--- START ---
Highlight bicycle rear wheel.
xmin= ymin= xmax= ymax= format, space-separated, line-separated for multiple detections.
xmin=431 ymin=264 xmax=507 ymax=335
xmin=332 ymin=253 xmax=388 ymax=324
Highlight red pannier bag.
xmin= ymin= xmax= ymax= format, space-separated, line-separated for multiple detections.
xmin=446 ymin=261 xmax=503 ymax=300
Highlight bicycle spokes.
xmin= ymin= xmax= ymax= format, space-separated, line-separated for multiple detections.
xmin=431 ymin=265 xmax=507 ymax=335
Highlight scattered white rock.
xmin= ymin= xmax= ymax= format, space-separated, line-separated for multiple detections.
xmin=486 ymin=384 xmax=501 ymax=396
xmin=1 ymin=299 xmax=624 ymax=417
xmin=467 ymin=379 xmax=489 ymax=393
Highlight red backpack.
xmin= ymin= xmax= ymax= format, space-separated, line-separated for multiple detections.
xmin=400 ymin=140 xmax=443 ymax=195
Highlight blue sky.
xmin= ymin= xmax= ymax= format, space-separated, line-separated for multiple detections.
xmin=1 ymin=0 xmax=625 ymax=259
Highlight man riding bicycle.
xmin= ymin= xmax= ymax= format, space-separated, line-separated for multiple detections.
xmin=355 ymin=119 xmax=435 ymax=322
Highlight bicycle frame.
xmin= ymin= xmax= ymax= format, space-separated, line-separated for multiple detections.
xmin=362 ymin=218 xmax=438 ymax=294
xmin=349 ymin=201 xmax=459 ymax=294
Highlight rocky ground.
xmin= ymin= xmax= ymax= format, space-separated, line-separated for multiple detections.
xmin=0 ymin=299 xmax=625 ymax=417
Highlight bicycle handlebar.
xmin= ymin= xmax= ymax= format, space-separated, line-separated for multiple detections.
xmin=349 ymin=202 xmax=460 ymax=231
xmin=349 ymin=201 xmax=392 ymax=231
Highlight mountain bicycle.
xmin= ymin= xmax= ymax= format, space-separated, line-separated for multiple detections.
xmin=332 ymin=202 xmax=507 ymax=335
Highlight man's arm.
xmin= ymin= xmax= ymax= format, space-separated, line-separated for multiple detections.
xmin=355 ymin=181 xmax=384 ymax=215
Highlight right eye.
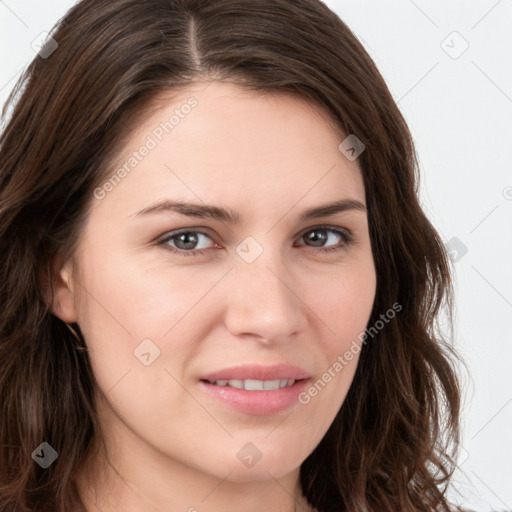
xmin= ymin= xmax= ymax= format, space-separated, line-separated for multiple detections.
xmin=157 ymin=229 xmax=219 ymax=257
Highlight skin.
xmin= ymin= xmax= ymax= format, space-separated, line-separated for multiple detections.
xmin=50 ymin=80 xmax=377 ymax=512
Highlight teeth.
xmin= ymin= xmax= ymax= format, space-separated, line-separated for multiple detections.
--- END ---
• [What needs to be done]
In the lines above, find the word "bicycle" and copy every line it occurs in.

• [Answer section]
Highlight bicycle rear wheel.
Highlight bicycle spokes.
Highlight man riding bicycle.
Highlight bicycle frame.
Highlight bicycle handlebar.
Highlight mountain bicycle.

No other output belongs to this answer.